======== 元の文章 ========

【内閣委員会】秘密保護法拡大法案参考人質疑/曖昧な定義で秘密に指定/国民に厳罰

 秘密保護法拡大法案(重要経済安保情報法案)の参考人質疑が行われました。同法案は、国民には何が秘密かも知らされず、政府が勝手に秘密に指定し、秘密に触れれば厳罰を科す秘密保護法の「秘密の範囲」を経済分野に拡大するものです。

 秘密を扱う人が民間労働者、技術者、研究者などへ飛躍的に広がり、重大な人権侵害を引き起こすと危惧されます。

 参考人の三宅弘弁護士は「同法案における重要経済安保情報は、秘密保護法における特定秘密との区別が曖昧だ」と指摘。「5年以下の拘禁刑または罰金で処罰するのは、罪刑法定主義の観点から問題がある」と述べました。また、秘密情報を扱う適性評価の対象は「数十万人に上るのではないか」と述べました。

 齋藤裕日弁連副会長は、米国では強制的秘密解除という、市民が秘密の解除を求めるシステムがあるとし、「日本は米国に比べて秘密が拡大しやすく、市民の知る権利が制限されかねない」と強調。同法案は、秘密保護法のように別表で具体的に秘密とされている類型が規定されていないとし、罪刑法定主義の観点から「処罰範囲は国会が決めるべきで、市民がその行動について予測可能性を持つことができるように明確であるべきだ」と主張しました。

======== 本演習のデータ ========

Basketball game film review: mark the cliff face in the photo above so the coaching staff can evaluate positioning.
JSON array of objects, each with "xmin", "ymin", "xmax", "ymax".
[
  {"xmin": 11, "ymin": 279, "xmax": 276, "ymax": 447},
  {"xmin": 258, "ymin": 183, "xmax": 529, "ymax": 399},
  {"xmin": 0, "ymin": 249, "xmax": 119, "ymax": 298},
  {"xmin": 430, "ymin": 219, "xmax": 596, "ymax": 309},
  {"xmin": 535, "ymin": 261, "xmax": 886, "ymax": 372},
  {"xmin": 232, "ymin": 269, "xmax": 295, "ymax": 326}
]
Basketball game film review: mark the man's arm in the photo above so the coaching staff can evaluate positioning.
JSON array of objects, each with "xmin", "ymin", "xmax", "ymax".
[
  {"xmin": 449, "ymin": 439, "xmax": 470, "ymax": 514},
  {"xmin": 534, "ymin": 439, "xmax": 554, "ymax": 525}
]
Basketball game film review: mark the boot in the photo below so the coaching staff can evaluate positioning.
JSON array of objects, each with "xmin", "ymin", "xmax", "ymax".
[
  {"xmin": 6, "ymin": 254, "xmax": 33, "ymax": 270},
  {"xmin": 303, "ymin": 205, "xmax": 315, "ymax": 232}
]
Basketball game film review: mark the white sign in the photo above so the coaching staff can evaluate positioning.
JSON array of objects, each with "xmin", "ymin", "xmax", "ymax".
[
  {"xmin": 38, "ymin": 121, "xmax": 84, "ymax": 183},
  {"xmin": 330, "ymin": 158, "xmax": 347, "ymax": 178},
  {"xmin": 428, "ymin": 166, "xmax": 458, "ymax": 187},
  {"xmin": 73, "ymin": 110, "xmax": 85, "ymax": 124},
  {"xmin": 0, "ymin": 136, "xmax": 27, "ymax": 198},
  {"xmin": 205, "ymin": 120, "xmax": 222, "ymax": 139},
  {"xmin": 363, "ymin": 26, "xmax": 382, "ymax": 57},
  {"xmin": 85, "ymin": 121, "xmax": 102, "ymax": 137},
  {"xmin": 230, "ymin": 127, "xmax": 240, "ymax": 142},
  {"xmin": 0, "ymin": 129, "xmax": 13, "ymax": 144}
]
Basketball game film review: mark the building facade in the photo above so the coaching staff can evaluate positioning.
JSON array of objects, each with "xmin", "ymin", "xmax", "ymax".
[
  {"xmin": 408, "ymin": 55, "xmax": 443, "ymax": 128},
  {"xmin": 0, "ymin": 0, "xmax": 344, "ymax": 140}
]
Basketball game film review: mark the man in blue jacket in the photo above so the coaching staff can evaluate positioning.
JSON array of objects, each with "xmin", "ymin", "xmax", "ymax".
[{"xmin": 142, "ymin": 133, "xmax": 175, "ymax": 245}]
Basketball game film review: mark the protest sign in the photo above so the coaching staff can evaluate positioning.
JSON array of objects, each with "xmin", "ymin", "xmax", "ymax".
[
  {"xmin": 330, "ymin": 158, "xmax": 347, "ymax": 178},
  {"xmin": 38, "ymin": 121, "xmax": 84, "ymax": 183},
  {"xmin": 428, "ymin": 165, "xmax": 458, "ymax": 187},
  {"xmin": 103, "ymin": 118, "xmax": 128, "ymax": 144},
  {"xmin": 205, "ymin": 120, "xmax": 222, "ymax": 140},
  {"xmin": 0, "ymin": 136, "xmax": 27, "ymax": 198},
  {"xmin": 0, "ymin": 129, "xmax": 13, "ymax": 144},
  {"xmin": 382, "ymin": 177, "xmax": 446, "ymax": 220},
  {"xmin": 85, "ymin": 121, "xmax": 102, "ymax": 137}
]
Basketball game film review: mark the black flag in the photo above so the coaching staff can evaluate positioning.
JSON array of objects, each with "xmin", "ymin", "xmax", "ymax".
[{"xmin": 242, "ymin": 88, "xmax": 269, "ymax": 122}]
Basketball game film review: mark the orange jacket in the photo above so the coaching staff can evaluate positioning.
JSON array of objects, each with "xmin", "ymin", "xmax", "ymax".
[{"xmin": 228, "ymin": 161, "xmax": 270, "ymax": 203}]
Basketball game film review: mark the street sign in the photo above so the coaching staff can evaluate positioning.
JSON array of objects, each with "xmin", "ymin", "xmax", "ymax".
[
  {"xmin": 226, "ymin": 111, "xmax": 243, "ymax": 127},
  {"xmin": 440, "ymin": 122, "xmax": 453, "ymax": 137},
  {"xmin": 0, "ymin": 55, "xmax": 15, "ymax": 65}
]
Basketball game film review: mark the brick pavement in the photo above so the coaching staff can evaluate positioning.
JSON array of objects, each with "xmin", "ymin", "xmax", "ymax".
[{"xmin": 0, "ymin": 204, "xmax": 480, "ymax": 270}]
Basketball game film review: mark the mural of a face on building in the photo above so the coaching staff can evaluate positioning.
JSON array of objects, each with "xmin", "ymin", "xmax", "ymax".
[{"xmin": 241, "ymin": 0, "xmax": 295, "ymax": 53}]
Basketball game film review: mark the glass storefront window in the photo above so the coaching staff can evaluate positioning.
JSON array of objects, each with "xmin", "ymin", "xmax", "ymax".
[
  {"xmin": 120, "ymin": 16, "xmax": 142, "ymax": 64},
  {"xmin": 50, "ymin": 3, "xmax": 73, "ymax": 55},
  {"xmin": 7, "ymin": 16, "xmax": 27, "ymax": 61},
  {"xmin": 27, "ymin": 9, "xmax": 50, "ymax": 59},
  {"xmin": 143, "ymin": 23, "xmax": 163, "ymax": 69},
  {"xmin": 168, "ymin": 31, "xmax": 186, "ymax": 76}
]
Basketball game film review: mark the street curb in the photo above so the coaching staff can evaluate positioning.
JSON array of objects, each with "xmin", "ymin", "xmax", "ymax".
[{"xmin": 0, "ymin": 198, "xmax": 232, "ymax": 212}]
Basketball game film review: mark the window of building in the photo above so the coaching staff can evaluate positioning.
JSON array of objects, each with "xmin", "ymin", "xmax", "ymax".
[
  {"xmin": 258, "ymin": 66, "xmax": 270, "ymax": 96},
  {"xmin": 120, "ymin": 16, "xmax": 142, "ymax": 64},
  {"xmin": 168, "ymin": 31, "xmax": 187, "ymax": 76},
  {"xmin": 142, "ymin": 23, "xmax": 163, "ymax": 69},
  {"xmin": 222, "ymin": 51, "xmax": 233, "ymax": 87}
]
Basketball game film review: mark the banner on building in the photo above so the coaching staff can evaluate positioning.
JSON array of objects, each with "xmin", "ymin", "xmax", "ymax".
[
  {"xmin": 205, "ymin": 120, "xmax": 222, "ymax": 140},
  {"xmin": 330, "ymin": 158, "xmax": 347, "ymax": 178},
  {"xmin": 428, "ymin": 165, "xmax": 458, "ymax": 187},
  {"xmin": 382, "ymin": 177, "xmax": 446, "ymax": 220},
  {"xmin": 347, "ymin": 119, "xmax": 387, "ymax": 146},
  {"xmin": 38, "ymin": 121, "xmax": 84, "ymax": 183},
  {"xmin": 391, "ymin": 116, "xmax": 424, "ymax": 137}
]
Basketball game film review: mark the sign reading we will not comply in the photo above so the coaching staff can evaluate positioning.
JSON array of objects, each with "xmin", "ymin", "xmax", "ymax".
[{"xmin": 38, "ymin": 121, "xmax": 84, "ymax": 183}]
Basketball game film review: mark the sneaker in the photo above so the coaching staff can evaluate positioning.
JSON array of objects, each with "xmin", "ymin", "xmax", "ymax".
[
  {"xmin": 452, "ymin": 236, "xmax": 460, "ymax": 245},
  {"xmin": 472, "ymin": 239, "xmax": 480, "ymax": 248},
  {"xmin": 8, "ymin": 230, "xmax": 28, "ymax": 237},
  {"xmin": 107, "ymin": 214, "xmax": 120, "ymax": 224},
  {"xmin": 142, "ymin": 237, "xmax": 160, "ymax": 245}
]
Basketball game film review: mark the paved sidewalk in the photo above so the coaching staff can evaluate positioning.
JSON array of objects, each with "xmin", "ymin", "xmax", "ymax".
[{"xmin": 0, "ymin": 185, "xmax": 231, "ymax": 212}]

========

- _課題一覧_
1) レコードのうち「Basketball game film review: mark the sign」を含む行から始め、最後の行まで書き直す。その際「coaching staff」をすべて「video analysts」に置き換え、それ以外はそのまま残す。
2) 秘密保護法拡大法案の参考人質疑を伝える記事を、最後の文の後から書き継ぐ。

- _課題別の解答_
1)
Basketball game film review: mark the sign reading we will not comply in the photo above so the video analysts can evaluate positioning.
JSON array of objects, each with "xmin", "ymin", "xmax", "ymax".
[{"xmin": 38, "ymin": 121, "xmax": 84, "ymax": 183}]
Basketball game film review: mark the sneaker in the photo above so the video analysts can evaluate positioning.
JSON array of objects, each with "xmin", "ymin", "xmax", "ymax".
[
  {"xmin": 452, "ymin": 236, "xmax": 460, "ymax": 245},
  {"xmin": 472, "ymin": 239, "xmax": 480, "ymax": 248},
  {"xmin": 8, "ymin": 230, "xmax": 28, "ymax": 237},
  {"xmin": 107, "ymin": 214, "xmax": 120, "ymax": 224},
  {"xmin": 142, "ymin": 237, "xmax": 160, "ymax": 245}
]
Basketball game film review: mark the paved sidewalk in the photo above so the video analysts can evaluate positioning.
JSON array of objects, each with "xmin", "ymin", "xmax", "ymax".
[{"xmin": 0, "ymin": 185, "xmax": 231, "ymax": 212}]

2)
 私は、政府が、秘密保護法拡大法案によって経済分野まで拡大される秘密の範囲に合わせて、これまで4分野に限定されていた特定秘密の範囲も経済分野まで広げようとしていると指摘し、「政府の裁量で勝手に秘密の範囲を広げ、法律によらず罰則の対象を広げるのではないか」と質問しました。

 斎藤氏は「秘密保護法の対象はこれまで「国民の生命・身体が害される」場合とされてきたが、「国民の生活・経済が害される」場合まで拡大しようというものだ」と批判しました。

 私は、次期戦闘機の共同開発国である英国やイタリアとの関係について「今回の法案は多国間の共同開発の障害を取り除くものとなっているのか」と質問。

 政府の有識者会議の座長を務めた渡部俊也東大未来ビジョン研究センター教授は「他の国のことはよくわからない」と述べるに留まりました。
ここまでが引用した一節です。